▸ YOUR ASSIGNMENT: Give again, word for word, each line below starting at the one that contains "box: [425, 720, 571, 804]" and ending at the one that contains "positive clicks: (916, 641)".

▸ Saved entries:

-- Opening Marker --

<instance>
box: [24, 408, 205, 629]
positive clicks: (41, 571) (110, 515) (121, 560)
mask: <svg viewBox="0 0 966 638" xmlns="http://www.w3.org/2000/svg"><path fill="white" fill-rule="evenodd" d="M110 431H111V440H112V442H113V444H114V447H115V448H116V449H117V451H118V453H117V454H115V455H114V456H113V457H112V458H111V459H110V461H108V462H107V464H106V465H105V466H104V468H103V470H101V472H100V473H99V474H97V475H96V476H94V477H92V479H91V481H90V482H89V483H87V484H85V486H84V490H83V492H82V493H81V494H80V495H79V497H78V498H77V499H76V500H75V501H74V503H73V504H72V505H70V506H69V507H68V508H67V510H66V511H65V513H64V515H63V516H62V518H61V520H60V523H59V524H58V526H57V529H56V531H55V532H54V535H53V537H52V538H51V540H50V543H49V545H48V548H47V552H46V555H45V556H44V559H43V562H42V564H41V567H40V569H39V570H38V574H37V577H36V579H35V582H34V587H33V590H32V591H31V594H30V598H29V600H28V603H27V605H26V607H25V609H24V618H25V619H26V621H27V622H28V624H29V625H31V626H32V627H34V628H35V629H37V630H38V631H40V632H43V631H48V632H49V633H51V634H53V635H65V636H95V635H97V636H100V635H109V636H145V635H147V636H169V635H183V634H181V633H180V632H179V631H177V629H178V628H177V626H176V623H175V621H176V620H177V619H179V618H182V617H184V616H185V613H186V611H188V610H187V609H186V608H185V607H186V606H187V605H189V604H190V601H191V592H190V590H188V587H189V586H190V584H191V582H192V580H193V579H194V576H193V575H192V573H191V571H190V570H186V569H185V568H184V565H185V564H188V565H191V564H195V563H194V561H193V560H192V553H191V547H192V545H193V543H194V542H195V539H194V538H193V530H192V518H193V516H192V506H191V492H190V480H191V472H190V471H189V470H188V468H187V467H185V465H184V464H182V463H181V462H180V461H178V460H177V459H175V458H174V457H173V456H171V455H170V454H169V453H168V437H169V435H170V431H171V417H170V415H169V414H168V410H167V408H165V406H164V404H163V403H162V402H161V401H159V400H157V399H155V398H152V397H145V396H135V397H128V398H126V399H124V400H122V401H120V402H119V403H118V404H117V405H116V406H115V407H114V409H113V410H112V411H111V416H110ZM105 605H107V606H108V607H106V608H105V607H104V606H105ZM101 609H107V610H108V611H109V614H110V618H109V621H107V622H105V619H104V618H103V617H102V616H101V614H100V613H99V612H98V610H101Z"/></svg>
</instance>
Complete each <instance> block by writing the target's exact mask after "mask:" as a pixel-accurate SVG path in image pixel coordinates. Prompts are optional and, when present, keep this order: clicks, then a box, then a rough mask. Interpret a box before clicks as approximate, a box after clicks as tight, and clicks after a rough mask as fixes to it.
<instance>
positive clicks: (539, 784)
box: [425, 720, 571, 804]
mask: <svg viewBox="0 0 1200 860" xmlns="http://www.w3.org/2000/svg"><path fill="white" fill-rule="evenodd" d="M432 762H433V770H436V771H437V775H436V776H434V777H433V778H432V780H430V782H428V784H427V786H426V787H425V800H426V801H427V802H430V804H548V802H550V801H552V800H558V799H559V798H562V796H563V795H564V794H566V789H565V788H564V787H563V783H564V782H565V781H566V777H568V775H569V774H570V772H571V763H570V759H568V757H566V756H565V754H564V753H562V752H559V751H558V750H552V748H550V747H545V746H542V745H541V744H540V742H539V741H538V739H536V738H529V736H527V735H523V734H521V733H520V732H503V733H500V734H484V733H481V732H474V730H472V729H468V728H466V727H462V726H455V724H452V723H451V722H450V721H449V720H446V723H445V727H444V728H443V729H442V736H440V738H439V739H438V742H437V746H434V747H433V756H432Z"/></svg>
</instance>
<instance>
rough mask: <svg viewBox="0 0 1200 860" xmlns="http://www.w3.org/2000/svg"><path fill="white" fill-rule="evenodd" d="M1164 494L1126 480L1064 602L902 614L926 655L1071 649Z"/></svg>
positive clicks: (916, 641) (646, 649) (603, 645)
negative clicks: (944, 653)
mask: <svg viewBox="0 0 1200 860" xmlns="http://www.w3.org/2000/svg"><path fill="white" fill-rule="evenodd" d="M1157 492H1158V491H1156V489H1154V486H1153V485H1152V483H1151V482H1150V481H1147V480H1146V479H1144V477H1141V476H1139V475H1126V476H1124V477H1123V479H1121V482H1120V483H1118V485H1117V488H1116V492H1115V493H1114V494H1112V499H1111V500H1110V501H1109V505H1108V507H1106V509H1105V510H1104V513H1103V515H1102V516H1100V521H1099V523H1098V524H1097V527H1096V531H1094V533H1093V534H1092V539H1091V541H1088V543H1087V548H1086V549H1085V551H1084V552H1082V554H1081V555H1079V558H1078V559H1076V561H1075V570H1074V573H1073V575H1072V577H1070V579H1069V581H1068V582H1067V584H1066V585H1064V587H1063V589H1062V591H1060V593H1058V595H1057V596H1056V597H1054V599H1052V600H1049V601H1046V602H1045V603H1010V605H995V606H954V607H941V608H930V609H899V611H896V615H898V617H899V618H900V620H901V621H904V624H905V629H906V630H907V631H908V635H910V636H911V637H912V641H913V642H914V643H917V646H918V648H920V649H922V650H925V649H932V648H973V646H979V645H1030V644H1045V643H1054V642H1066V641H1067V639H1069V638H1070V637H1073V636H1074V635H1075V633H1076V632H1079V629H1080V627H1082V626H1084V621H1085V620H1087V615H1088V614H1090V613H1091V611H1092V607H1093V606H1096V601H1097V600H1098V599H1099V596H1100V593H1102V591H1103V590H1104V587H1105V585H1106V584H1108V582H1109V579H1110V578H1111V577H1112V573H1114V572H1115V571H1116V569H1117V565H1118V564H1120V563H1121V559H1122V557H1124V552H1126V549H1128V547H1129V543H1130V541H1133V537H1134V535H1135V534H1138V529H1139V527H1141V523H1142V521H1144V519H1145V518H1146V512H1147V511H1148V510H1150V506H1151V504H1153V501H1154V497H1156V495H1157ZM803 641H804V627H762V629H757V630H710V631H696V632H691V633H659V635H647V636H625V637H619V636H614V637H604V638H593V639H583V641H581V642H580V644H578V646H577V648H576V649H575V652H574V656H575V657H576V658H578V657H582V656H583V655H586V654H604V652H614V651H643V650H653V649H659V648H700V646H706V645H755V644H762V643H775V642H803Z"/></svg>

-- Closing Marker --

▸ SOLUTION FOR THIS PROBLEM:
box: [425, 720, 571, 804]
mask: <svg viewBox="0 0 1200 860" xmlns="http://www.w3.org/2000/svg"><path fill="white" fill-rule="evenodd" d="M432 762H433V770H436V771H437V775H436V776H434V777H433V778H432V780H430V782H428V784H427V786H426V787H425V800H426V801H427V802H430V804H548V802H550V801H552V800H558V799H559V798H562V796H563V795H564V794H566V789H565V788H564V787H563V783H564V782H565V781H566V777H568V775H569V774H570V772H571V763H570V759H568V757H566V756H565V754H564V753H562V752H559V751H558V750H552V748H550V747H545V746H542V745H541V744H540V742H539V741H538V739H536V738H529V736H527V735H523V734H521V733H520V732H503V733H500V734H484V733H481V732H474V730H472V729H468V728H466V727H462V726H455V724H452V723H451V722H450V721H449V720H446V723H445V727H444V728H443V729H442V736H440V738H439V739H438V742H437V746H434V747H433V756H432Z"/></svg>
</instance>
<instance>
rough mask: <svg viewBox="0 0 1200 860" xmlns="http://www.w3.org/2000/svg"><path fill="white" fill-rule="evenodd" d="M1164 494L1126 480L1064 602L902 614L926 655L1071 649Z"/></svg>
positive clicks: (916, 641) (646, 649) (603, 645)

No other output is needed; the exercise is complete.